▶ **EXTRACTED ENTRIES**:
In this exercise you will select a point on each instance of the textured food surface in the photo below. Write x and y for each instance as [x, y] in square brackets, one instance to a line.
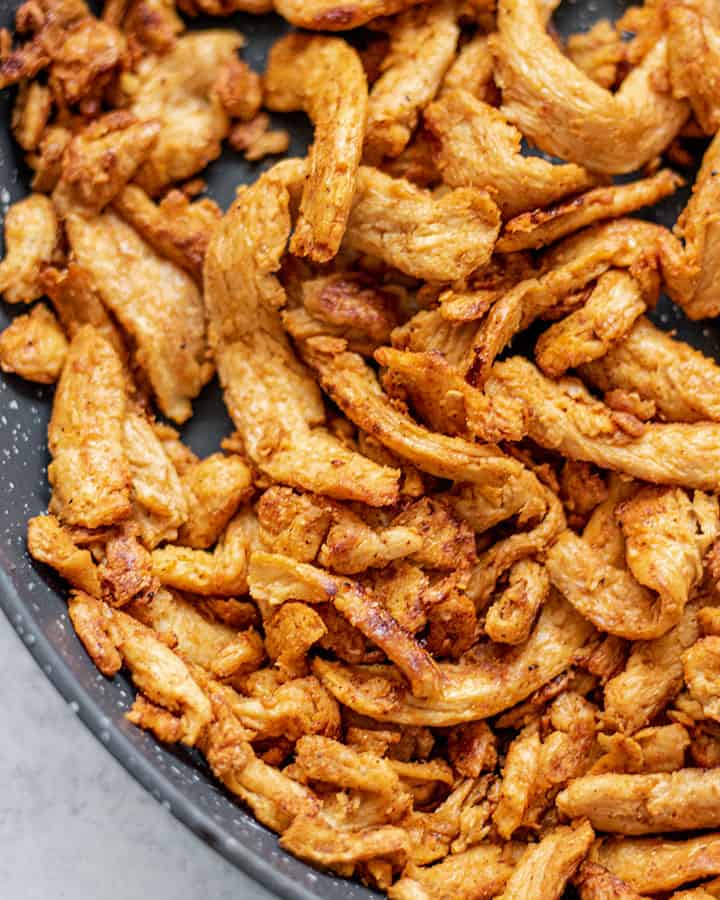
[427, 579]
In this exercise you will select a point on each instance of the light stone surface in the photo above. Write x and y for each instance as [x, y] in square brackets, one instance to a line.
[73, 824]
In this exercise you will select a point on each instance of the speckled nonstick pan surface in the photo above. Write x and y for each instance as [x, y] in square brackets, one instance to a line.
[33, 598]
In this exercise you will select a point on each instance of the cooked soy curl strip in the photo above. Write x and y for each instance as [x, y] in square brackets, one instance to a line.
[442, 612]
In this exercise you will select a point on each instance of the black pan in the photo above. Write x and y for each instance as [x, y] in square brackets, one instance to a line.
[33, 598]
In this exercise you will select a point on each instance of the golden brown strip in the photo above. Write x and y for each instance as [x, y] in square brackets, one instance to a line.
[432, 238]
[495, 680]
[89, 471]
[273, 400]
[565, 113]
[540, 227]
[323, 76]
[685, 800]
[478, 147]
[683, 384]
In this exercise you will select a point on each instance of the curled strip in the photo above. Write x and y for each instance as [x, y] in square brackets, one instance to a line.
[656, 864]
[356, 603]
[351, 383]
[614, 305]
[683, 384]
[565, 113]
[562, 415]
[272, 398]
[691, 276]
[478, 147]
[434, 238]
[545, 226]
[329, 15]
[495, 679]
[422, 46]
[685, 800]
[323, 76]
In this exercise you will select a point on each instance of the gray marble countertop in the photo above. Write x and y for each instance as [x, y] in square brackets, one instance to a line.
[73, 824]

▶ **THE REQUEST**: Every line above should be returned exactly; the pictures stay out.

▶ **COMPLETE OUTPUT**:
In this exercise you will select a point on each instance of the textured food surface in the photo below. Write x and y for each instance as [x, y] in square brackets, one instance to a line.
[427, 579]
In this exercise you will select a point on each instance of the light stone surface in the photo above. Write x and y for each instance as [x, y] in square brackets, one instance to a line.
[73, 824]
In this exercise you will select a point on each instance of the speckled nonstick pan surface in the photo above. Write x and y for each instance as [x, y] in square brackets, one instance to a line.
[33, 598]
In this exercise you will select a point on each instance of the cooked soy curl strip in the photo above. Write x and y for each instance as [x, y] in square brackets, one instance to a line.
[442, 612]
In this exercise you will select a point on each instance of the black pan in the photo above. Write x and y for each instance as [x, y] in square brackets, one instance to a line.
[33, 598]
In this exercise you will select a point on each instance of the golden brown strip in the photo above. Write x and y for each instance as [x, y] in square brackets, one instance to a line.
[432, 238]
[495, 680]
[89, 471]
[273, 400]
[565, 113]
[540, 227]
[323, 76]
[685, 800]
[478, 147]
[683, 384]
In this exercise you will select a point on each instance of the curled strip in the photo above. Write x and y for each instance as [x, y] in square brackets, one instance to a line.
[656, 864]
[356, 603]
[351, 383]
[614, 305]
[683, 384]
[565, 113]
[562, 415]
[272, 398]
[691, 276]
[478, 147]
[434, 238]
[545, 226]
[329, 15]
[495, 679]
[422, 46]
[685, 800]
[323, 76]
In this exercise you will select a point on each instance of the gray marble countertop in the photo above. Write x and y for each instance as [x, y] in square brackets, one instance to a line.
[73, 824]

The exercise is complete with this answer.